-- begin Records for this task --

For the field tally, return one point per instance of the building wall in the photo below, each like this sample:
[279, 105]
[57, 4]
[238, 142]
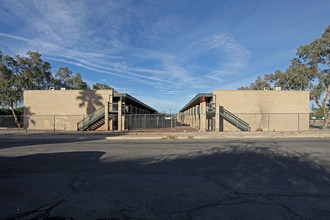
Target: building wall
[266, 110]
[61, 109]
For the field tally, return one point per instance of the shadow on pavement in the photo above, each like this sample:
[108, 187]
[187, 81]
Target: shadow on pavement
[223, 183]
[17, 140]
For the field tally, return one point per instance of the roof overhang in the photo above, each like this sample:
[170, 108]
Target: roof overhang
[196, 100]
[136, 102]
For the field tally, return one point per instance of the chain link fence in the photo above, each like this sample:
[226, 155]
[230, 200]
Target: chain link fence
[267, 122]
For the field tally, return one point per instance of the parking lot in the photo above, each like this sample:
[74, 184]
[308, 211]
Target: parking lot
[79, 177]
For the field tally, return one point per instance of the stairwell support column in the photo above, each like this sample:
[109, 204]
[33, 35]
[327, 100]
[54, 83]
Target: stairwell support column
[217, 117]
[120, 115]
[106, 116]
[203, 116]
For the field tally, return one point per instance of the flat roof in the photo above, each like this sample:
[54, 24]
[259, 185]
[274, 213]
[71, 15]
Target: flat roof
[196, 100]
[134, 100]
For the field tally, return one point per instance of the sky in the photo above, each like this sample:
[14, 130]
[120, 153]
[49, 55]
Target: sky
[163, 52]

-- end Records for this task --
-- begin Records for this task --

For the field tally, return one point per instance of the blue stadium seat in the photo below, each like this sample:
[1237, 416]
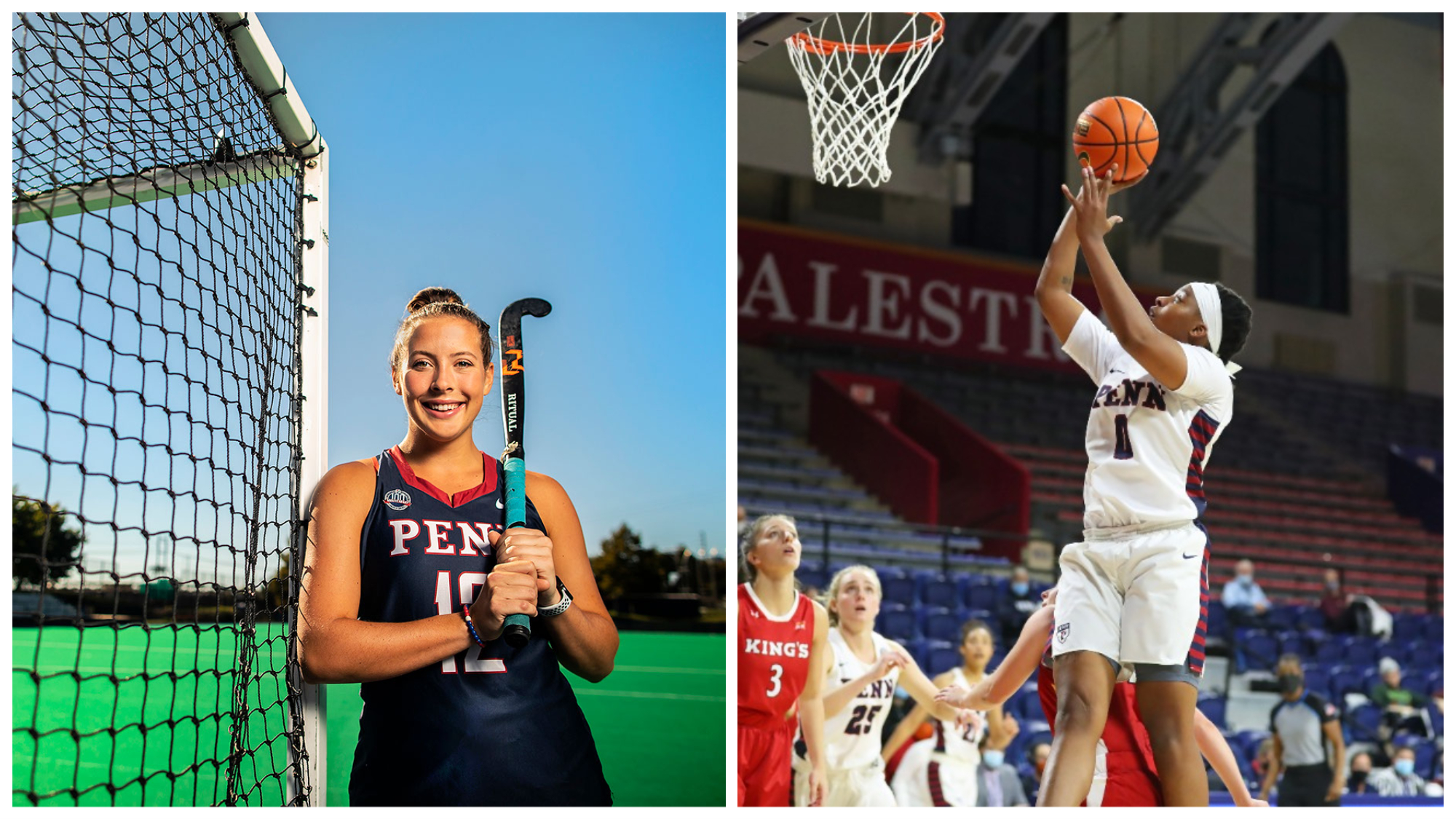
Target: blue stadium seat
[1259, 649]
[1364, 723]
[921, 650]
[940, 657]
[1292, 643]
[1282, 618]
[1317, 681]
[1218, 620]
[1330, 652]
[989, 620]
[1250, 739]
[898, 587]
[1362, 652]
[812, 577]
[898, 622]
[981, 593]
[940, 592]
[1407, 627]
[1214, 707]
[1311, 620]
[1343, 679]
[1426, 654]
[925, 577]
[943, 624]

-- end Records for this task --
-- begin Records for this task --

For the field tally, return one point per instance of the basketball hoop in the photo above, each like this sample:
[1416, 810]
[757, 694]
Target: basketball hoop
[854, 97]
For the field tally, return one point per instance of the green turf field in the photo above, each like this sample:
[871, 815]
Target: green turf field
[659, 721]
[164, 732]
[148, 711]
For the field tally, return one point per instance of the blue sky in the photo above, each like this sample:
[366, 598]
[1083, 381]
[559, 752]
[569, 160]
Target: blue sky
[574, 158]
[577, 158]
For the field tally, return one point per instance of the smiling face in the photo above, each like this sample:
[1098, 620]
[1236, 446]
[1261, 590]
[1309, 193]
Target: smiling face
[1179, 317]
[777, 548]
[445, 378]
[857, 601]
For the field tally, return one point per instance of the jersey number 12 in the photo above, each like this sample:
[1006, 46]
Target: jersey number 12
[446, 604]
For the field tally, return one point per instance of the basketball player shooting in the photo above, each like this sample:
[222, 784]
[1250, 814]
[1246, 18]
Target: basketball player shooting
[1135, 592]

-- end Records for this task --

◆ **To be done**:
Find every line in the entries above that contains the word "column", and copy each of those lines in full. Case counts when matching.

◆ **Task result**:
For the field tally, return one point per instance of the stairwell support column in the photo above, each like this sample:
Target: stairwell support column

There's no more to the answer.